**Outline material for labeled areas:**
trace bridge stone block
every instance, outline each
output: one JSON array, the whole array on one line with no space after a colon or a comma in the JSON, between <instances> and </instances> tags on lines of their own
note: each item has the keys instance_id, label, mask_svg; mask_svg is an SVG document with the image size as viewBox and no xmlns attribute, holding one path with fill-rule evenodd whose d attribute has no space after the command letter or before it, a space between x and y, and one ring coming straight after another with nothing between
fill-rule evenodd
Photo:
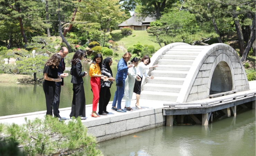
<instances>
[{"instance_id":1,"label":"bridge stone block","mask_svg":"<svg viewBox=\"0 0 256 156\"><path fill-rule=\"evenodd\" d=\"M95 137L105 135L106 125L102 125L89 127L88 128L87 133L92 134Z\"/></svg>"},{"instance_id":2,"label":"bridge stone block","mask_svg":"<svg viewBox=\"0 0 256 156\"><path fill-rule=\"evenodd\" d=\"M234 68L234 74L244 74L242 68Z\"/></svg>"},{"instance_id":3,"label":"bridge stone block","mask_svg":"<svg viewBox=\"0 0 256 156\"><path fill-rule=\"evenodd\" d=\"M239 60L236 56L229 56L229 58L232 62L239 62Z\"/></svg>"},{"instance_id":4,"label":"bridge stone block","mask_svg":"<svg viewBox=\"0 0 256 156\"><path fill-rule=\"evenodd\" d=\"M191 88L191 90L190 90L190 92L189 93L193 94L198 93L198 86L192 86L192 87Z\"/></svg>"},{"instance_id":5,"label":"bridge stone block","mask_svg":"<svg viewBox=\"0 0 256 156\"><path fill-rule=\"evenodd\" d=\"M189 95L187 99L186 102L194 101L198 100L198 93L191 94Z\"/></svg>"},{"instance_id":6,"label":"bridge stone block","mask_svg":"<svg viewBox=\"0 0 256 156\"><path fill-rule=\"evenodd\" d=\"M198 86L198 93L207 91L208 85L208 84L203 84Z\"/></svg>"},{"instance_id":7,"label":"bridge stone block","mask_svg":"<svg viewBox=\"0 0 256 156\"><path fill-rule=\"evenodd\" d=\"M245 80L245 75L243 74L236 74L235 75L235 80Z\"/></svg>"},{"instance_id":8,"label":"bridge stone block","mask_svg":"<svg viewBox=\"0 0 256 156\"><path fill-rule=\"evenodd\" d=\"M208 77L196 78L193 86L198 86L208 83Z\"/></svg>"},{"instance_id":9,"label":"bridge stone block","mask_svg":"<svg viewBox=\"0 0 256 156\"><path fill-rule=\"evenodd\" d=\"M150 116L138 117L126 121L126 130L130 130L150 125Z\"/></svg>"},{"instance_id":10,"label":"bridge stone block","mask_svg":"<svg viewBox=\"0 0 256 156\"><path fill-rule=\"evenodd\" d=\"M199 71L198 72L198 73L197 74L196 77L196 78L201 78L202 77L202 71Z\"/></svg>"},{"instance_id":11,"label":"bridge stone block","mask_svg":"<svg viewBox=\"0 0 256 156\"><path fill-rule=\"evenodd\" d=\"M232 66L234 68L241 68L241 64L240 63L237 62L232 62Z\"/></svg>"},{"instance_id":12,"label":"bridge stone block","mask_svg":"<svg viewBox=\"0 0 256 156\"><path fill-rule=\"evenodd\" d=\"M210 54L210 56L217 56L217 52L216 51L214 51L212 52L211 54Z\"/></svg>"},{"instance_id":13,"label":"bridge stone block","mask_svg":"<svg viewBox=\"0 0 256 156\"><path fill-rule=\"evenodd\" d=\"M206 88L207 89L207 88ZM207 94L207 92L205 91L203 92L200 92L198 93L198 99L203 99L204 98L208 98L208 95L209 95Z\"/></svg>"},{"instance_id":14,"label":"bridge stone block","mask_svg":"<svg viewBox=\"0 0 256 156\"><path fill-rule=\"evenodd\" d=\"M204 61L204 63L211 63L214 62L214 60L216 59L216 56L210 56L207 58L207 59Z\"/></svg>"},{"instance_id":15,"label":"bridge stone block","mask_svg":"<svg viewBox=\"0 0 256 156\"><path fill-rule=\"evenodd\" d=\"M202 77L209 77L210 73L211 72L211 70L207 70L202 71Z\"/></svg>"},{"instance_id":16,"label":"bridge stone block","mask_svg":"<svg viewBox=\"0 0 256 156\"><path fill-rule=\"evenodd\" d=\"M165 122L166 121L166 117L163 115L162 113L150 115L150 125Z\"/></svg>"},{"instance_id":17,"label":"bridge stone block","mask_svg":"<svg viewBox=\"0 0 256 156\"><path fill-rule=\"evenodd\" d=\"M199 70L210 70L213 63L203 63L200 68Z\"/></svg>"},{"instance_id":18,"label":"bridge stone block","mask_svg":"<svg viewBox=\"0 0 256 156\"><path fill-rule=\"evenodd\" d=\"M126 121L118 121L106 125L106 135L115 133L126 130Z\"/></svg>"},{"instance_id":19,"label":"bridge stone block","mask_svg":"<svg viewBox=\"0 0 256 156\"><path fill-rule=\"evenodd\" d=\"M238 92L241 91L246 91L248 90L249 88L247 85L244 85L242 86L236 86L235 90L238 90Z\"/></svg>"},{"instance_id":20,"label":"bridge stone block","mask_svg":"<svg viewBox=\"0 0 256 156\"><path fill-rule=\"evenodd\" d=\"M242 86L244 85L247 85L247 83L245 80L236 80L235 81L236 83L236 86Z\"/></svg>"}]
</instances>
* * *
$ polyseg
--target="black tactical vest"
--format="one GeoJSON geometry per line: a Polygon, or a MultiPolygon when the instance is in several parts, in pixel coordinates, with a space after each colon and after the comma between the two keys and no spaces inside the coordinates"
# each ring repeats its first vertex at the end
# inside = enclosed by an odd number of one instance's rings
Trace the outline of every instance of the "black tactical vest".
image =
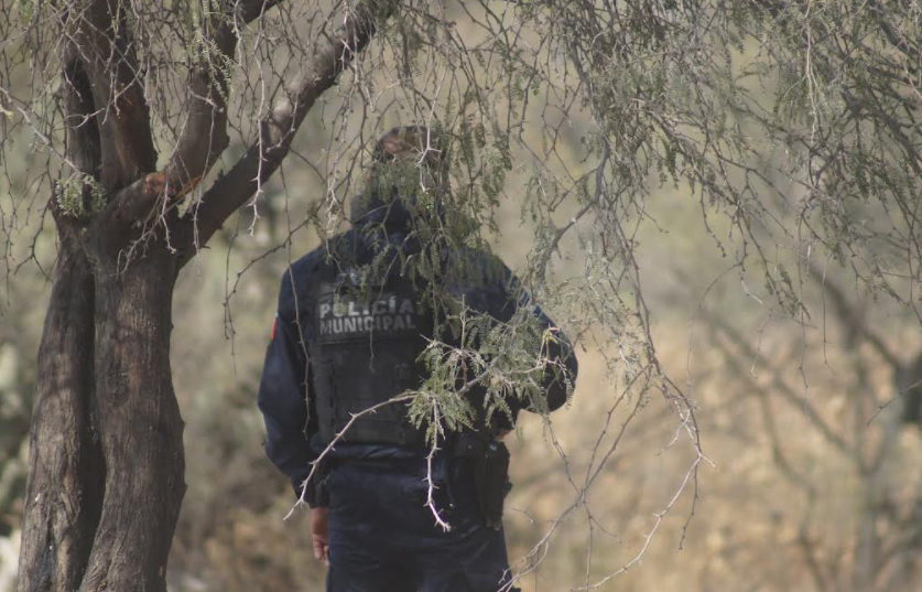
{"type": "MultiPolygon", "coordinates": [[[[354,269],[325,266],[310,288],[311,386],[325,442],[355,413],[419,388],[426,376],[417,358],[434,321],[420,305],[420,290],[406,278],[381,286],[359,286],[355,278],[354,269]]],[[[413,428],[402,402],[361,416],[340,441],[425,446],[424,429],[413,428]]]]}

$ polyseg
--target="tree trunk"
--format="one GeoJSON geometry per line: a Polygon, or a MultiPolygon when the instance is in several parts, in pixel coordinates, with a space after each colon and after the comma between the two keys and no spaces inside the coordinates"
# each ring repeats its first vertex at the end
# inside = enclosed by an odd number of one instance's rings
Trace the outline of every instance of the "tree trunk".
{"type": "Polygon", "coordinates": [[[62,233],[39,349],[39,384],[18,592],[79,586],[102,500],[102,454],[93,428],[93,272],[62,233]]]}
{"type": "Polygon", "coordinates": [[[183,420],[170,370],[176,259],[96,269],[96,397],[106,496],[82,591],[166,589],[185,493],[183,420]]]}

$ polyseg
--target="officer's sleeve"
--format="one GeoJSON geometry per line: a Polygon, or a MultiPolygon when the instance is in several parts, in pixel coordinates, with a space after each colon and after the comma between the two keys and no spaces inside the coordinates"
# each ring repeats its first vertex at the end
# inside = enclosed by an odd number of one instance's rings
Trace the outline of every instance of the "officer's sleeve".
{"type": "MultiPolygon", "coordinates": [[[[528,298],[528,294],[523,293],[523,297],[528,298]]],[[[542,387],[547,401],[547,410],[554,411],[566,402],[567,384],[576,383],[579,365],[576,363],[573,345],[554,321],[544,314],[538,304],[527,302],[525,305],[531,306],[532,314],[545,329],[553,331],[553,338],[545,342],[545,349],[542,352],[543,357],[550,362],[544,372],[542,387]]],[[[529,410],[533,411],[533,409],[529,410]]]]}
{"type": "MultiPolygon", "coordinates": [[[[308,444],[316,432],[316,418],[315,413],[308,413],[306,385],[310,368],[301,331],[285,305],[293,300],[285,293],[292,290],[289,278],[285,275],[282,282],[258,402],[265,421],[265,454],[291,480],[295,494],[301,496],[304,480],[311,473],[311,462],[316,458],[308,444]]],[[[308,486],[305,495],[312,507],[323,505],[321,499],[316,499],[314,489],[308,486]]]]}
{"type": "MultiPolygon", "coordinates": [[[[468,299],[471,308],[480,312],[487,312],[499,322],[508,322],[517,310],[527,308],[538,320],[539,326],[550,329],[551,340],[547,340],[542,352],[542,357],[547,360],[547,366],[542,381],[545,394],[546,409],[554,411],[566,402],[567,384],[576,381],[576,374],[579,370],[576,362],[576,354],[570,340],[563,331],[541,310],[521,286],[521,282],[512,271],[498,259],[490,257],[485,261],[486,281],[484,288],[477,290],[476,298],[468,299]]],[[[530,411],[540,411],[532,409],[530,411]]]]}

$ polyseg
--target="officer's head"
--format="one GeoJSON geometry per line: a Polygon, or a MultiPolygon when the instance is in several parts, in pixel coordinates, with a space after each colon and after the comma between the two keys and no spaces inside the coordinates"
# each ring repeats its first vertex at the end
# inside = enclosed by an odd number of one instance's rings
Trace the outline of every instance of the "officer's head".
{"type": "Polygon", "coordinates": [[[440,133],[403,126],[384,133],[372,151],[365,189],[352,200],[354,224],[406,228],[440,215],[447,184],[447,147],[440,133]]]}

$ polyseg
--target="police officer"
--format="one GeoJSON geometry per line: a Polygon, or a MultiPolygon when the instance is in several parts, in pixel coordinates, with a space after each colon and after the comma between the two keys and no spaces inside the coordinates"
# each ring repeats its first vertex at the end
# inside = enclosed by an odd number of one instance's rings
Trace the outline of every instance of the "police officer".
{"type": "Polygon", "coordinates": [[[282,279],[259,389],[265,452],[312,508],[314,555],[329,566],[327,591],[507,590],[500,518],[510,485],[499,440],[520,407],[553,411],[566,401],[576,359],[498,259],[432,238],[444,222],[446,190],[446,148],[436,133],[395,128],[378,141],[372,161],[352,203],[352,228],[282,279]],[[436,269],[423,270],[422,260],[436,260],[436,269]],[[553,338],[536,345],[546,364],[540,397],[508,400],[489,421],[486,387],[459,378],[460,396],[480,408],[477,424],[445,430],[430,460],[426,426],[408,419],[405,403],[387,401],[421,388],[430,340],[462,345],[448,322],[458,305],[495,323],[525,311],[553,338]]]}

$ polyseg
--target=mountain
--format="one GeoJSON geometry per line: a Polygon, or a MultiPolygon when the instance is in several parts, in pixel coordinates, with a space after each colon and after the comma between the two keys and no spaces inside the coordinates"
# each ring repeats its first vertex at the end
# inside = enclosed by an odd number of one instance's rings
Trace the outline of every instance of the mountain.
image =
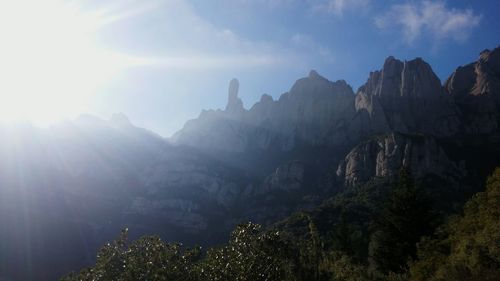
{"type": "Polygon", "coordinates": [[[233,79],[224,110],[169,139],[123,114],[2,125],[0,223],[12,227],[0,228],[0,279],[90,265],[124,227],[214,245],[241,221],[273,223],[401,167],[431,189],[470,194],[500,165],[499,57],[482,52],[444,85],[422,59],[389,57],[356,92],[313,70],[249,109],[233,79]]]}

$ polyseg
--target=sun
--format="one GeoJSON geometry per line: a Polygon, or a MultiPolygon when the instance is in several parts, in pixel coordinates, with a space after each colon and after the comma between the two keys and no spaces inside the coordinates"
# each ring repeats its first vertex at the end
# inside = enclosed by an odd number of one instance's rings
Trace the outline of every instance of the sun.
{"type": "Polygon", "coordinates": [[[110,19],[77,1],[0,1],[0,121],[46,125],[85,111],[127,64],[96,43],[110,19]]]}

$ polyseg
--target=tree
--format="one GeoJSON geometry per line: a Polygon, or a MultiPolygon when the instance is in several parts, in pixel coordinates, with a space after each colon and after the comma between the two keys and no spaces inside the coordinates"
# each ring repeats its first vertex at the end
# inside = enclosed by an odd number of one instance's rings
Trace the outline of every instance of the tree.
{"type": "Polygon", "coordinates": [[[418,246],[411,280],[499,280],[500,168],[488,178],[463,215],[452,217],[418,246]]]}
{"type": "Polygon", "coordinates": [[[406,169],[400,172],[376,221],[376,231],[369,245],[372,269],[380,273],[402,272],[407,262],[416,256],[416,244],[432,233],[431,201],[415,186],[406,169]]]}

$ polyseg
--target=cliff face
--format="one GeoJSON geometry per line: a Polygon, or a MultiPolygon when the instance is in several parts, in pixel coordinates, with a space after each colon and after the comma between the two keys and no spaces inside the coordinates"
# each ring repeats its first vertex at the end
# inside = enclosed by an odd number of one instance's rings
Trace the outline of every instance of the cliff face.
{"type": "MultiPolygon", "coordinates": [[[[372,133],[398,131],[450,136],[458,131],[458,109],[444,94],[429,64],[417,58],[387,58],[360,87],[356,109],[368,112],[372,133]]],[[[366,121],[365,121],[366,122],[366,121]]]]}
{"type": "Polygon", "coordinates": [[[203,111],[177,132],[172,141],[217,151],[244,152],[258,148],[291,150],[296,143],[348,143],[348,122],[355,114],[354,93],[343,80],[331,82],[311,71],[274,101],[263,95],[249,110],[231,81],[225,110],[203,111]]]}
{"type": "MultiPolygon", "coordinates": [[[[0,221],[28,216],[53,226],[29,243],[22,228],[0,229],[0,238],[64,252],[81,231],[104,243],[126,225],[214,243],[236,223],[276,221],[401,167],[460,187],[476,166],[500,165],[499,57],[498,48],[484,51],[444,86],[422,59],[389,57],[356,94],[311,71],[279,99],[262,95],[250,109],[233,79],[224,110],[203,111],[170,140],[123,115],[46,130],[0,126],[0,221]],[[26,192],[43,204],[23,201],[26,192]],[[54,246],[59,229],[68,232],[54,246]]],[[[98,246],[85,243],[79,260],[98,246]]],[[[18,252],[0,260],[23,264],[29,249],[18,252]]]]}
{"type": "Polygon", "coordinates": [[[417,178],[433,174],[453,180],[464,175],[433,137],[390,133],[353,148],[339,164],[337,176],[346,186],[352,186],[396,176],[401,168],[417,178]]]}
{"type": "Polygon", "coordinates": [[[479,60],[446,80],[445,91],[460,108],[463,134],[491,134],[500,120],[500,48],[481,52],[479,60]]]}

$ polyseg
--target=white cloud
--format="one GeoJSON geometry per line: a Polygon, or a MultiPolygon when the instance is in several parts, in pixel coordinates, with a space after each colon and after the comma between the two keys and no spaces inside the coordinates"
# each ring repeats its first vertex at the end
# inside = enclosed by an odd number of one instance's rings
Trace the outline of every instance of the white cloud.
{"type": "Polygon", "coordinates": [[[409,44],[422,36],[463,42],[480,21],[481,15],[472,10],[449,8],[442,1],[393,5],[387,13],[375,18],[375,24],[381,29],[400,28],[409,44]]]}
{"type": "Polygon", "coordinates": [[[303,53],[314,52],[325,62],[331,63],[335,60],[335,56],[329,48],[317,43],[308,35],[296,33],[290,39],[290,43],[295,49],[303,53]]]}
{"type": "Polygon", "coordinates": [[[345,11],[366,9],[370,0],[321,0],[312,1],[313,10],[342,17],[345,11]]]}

**WHAT YOU HAVE TO DO:** Gather every line of the material above that contains the string "police", treating uppercase and lowercase letters as different.

**TASK RESULT:**
--target="police officer"
Trace the outline of every instance of the "police officer".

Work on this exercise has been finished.